Entries shown:

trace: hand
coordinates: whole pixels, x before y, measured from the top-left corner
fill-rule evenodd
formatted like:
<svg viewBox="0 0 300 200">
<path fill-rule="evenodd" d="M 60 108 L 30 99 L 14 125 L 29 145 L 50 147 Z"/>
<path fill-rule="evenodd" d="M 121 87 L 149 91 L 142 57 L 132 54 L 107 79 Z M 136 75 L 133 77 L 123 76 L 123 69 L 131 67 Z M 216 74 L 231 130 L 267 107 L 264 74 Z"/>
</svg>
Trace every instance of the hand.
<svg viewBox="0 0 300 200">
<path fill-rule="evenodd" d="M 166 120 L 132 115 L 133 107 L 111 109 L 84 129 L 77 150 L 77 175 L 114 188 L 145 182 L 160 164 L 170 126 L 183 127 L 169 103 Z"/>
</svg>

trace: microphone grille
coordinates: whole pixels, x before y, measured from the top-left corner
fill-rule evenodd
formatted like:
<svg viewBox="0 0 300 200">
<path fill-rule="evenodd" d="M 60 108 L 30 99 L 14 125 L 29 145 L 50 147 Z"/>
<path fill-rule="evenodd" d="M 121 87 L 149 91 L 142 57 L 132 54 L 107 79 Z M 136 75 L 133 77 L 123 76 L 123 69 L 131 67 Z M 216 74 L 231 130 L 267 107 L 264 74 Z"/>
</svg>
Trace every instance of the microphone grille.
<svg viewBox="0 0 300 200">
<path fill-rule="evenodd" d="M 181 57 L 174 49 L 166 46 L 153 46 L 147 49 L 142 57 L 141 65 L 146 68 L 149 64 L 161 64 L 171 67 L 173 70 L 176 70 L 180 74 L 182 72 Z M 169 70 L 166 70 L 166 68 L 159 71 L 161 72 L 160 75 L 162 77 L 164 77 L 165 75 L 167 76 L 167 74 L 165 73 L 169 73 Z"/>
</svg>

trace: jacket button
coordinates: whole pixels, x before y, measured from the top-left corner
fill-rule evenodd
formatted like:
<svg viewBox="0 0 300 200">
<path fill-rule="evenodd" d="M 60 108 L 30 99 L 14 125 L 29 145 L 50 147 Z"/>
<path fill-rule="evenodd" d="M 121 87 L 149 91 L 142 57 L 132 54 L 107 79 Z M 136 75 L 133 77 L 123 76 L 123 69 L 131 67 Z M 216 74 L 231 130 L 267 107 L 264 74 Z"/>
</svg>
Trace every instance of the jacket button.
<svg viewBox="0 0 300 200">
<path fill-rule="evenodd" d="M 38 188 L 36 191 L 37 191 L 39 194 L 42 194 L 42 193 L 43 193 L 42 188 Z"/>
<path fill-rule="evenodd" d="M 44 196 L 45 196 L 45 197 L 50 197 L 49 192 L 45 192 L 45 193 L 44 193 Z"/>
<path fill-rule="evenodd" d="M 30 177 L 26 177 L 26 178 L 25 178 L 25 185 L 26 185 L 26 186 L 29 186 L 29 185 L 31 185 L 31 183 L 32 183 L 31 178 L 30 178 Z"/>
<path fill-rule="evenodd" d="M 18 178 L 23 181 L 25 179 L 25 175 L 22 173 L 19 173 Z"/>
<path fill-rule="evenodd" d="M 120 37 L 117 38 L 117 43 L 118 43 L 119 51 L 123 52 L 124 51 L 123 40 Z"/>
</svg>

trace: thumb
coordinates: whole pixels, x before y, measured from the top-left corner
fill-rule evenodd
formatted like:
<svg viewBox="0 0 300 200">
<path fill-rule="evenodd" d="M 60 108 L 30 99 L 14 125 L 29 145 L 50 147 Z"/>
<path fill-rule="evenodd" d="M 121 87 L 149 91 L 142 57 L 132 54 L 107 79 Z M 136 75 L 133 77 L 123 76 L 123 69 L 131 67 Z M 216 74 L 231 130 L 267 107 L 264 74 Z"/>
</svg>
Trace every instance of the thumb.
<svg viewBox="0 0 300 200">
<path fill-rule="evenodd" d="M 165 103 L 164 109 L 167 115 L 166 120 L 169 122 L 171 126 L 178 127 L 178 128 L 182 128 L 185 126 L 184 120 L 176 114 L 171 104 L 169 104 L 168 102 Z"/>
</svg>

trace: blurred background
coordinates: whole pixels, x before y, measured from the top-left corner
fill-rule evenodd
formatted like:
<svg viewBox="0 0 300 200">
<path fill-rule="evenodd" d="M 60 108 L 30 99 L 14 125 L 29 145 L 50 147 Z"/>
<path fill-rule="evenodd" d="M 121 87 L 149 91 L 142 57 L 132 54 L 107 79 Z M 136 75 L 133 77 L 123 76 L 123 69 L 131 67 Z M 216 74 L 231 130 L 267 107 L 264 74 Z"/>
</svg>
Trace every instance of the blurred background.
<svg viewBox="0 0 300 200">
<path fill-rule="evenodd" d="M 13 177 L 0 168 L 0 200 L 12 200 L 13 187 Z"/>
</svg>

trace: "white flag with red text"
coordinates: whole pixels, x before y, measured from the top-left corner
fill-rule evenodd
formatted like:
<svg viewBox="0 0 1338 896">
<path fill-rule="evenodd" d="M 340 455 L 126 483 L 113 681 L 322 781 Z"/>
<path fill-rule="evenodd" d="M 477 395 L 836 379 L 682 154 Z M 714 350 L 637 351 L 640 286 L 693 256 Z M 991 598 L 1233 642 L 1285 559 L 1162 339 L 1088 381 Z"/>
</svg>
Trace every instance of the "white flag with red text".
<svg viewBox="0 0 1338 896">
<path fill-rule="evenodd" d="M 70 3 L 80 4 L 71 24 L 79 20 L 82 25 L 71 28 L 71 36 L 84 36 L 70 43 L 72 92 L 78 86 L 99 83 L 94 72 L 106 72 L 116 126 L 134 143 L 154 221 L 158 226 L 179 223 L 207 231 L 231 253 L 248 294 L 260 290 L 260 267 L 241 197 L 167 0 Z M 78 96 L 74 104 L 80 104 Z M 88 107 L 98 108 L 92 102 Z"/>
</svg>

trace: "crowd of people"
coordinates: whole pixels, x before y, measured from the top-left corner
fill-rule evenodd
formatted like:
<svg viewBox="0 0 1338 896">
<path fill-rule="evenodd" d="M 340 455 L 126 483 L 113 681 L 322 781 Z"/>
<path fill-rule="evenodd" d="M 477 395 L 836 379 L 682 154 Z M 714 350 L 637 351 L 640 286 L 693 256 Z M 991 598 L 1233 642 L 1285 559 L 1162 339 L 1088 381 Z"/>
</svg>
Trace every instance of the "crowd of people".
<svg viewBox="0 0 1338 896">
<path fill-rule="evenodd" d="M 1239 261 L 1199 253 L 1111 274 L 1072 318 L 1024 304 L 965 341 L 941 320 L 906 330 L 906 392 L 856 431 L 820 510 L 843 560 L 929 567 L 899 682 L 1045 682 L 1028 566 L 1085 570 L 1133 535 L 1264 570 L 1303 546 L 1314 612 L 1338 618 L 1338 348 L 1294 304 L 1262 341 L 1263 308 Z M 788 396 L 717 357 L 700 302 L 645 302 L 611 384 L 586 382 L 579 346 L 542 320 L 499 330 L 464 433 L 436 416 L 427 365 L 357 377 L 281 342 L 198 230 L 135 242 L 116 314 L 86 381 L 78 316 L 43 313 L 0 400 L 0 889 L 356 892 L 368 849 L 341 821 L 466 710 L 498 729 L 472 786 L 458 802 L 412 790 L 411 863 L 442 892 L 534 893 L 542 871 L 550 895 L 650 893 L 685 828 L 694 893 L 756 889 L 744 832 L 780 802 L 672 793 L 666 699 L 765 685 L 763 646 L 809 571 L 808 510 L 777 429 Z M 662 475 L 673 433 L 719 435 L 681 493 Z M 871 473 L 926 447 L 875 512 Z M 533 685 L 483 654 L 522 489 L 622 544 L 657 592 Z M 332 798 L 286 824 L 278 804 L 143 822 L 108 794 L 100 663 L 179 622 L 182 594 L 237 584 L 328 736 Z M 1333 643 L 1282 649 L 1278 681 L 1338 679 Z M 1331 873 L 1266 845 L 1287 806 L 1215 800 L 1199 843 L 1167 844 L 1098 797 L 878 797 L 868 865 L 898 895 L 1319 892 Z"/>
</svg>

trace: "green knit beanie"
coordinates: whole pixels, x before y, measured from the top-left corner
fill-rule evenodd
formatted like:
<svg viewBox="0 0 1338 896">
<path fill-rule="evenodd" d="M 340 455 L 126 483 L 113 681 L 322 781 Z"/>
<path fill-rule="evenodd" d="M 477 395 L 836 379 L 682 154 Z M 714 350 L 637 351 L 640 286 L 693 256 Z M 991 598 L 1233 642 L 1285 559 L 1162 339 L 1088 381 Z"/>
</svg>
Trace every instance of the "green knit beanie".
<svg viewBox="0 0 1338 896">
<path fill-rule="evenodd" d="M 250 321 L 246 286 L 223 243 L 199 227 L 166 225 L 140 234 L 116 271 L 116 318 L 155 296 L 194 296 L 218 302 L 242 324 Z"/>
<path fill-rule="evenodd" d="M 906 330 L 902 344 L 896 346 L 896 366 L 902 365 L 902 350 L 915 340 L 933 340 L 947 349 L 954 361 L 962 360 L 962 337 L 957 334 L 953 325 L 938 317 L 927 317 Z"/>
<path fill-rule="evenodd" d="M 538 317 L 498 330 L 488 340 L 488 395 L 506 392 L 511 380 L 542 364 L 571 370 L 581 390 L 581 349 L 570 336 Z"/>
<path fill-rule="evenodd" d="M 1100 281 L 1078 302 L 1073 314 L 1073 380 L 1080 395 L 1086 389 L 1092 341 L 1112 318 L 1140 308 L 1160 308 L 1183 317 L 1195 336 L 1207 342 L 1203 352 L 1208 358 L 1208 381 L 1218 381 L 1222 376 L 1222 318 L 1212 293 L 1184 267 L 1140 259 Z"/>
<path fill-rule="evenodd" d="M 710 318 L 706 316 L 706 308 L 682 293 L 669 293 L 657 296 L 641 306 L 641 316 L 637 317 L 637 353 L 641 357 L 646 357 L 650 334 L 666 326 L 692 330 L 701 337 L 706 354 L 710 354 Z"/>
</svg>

Do this: Count the lines in the records above that contain the string "thumb", and reply with the number alone.

Full solution: 2